__Problems to solve__.
1. List every named brain region or nucleus that appears in the passage on spinal cord injury and walking.
2. In the passage on spinal cord injury and walking, reproduce the portion starting at "A research team led" and ending at "the cuneiform nucleus.".

People who have lost control of their legs following a spinal cord injury may walk again someday. A research team affiliated with Université Laval and the CHU de Québec-Université Laval Research Center has pinpointed a new neurological target that could improve the recovery of gait.

Contrary to popular belief, spinal cord injuries are rarely complete. The brain retains access to the spinal cord circuitry below the lesion, but this connection is often dormant. Deep brain stimulation, or electrical stimulation , could activate it and promote recovery of locomotion. But which area of the brain should be targeted?

A research team led by Frédéric Bretzner, a professor at a professor at Université Laval's Faculty of Medicine, has focused on a locomotor center of the brain known as the mesencephalic locomotor region.

This area is known as a trigger and accelerator for walking in several animal species. It is composed of the cuneiform nucleus and the pedunculopontine nucleus. Deep brain stimulation of the pedunculopontine nucleus has generated ambiguous results in Parkinson's patients with gait and postural disorders. However, there are no clinical studies on the cuneiform nucleus.

__Information given__.
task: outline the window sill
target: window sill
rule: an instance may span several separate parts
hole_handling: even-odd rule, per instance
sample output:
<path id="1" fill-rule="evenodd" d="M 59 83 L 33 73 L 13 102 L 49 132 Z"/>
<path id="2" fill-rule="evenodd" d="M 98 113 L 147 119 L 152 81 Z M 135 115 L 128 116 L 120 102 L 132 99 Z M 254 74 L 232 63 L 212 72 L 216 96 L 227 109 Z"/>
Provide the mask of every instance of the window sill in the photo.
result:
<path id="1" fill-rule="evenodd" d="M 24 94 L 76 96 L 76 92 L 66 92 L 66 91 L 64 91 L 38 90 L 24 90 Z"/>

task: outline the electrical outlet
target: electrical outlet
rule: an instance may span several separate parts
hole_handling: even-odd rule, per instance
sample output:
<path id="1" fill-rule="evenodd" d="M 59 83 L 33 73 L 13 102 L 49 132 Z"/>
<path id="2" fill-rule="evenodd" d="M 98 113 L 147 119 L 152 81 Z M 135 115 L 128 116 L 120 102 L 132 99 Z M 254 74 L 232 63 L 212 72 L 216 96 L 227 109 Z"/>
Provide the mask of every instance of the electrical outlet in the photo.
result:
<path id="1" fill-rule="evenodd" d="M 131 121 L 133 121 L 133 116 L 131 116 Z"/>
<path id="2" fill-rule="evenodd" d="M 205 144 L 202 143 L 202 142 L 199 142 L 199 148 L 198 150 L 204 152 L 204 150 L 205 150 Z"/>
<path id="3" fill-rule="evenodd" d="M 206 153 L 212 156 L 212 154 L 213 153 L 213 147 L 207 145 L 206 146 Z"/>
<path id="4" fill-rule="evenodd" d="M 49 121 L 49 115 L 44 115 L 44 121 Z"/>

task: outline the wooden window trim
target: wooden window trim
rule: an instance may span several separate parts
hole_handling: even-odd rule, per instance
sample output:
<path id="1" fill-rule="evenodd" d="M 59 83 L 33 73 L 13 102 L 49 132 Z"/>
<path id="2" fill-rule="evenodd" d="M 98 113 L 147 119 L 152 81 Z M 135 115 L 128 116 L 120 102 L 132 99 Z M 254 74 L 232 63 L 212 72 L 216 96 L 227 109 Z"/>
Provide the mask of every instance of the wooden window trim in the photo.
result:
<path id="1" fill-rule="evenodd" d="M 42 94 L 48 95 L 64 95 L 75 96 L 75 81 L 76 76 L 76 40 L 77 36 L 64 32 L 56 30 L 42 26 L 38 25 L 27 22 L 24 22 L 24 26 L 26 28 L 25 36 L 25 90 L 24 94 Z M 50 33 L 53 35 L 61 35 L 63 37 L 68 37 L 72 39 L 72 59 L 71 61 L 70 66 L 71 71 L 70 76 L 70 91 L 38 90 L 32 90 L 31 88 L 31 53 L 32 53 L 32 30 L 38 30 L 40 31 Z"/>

---

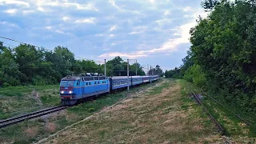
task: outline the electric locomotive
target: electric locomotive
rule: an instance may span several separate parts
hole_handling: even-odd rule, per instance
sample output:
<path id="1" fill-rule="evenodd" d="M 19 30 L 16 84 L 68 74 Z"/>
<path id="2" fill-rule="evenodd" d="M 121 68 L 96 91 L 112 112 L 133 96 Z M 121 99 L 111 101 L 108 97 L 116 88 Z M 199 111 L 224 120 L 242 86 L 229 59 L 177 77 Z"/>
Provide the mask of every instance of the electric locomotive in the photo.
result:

__Answers per task__.
1.
mesencephalic locomotor region
cuneiform nucleus
pedunculopontine nucleus

2.
A research team led by Frédéric Bretzner, a professor at a professor at Université Laval's Faculty of Medicine, has focused on a locomotor center of the brain known as the mesencephalic locomotor region.

This area is known as a trigger and accelerator for walking in several animal species. It is composed of the cuneiform nucleus and the pedunculopontine nucleus. Deep brain stimulation of the pedunculopontine nucleus has generated ambiguous results in Parkinson's patients with gait and postural disorders. However, there are no clinical studies on the cuneiform nucleus.